Your task ->
For the records below, give the number of lines where the string "metal" occurs. Include nothing else.

Data to use ->
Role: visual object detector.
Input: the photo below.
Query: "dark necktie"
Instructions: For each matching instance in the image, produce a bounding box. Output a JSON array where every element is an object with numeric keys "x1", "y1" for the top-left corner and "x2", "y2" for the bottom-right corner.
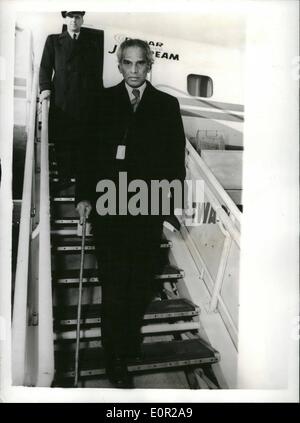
[
  {"x1": 73, "y1": 33, "x2": 77, "y2": 40},
  {"x1": 131, "y1": 89, "x2": 140, "y2": 112}
]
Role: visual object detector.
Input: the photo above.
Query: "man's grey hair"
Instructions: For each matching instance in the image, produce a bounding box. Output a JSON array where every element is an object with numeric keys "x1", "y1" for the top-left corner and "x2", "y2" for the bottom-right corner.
[{"x1": 117, "y1": 39, "x2": 154, "y2": 66}]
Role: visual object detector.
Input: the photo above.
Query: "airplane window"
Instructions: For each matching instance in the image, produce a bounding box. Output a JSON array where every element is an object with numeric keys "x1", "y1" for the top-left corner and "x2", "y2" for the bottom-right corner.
[{"x1": 187, "y1": 74, "x2": 213, "y2": 97}]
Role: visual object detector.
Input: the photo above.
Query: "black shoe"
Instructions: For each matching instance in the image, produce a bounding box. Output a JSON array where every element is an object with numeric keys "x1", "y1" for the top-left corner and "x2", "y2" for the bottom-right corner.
[{"x1": 106, "y1": 357, "x2": 134, "y2": 389}]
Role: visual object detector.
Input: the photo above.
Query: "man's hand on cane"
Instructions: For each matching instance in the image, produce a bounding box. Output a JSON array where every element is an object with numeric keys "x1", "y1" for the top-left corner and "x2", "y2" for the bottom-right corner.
[
  {"x1": 74, "y1": 200, "x2": 91, "y2": 387},
  {"x1": 76, "y1": 201, "x2": 92, "y2": 225}
]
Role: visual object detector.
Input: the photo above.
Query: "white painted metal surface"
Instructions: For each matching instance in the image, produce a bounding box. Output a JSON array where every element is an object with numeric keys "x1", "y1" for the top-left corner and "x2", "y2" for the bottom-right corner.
[
  {"x1": 183, "y1": 139, "x2": 241, "y2": 349},
  {"x1": 12, "y1": 70, "x2": 38, "y2": 386},
  {"x1": 201, "y1": 150, "x2": 243, "y2": 190},
  {"x1": 164, "y1": 137, "x2": 241, "y2": 386},
  {"x1": 210, "y1": 225, "x2": 232, "y2": 312},
  {"x1": 167, "y1": 229, "x2": 238, "y2": 388}
]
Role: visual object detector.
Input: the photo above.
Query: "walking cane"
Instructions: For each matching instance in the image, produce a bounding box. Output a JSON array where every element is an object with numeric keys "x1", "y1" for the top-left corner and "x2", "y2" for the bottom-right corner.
[{"x1": 74, "y1": 213, "x2": 87, "y2": 387}]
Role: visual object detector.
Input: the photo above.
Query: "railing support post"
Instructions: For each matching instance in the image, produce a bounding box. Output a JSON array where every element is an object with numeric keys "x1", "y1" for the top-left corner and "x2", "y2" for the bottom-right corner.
[
  {"x1": 209, "y1": 223, "x2": 232, "y2": 312},
  {"x1": 36, "y1": 98, "x2": 54, "y2": 386}
]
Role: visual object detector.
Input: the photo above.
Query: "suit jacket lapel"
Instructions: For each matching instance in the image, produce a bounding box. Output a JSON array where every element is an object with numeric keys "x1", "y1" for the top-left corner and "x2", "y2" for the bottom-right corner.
[
  {"x1": 116, "y1": 81, "x2": 133, "y2": 118},
  {"x1": 69, "y1": 31, "x2": 83, "y2": 61},
  {"x1": 72, "y1": 31, "x2": 90, "y2": 60},
  {"x1": 135, "y1": 81, "x2": 155, "y2": 117},
  {"x1": 59, "y1": 30, "x2": 86, "y2": 62},
  {"x1": 109, "y1": 82, "x2": 133, "y2": 143}
]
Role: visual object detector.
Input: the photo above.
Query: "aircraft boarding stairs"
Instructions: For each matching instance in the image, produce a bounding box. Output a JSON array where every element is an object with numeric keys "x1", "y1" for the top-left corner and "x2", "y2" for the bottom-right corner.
[
  {"x1": 49, "y1": 148, "x2": 220, "y2": 388},
  {"x1": 13, "y1": 93, "x2": 241, "y2": 389}
]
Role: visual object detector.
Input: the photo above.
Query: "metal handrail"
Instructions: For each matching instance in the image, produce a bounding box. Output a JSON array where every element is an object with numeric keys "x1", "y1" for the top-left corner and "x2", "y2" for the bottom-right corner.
[
  {"x1": 183, "y1": 138, "x2": 241, "y2": 347},
  {"x1": 186, "y1": 139, "x2": 241, "y2": 247},
  {"x1": 12, "y1": 69, "x2": 38, "y2": 385},
  {"x1": 36, "y1": 98, "x2": 54, "y2": 386},
  {"x1": 186, "y1": 139, "x2": 241, "y2": 231}
]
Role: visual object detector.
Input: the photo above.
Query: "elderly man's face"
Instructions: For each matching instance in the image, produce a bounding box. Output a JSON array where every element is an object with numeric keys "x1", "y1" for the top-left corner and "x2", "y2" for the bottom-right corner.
[
  {"x1": 65, "y1": 14, "x2": 83, "y2": 33},
  {"x1": 118, "y1": 46, "x2": 151, "y2": 88}
]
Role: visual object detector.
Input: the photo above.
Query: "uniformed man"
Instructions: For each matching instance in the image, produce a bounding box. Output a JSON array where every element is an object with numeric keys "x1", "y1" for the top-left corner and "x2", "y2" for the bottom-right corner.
[{"x1": 39, "y1": 11, "x2": 103, "y2": 184}]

Output for this task ->
2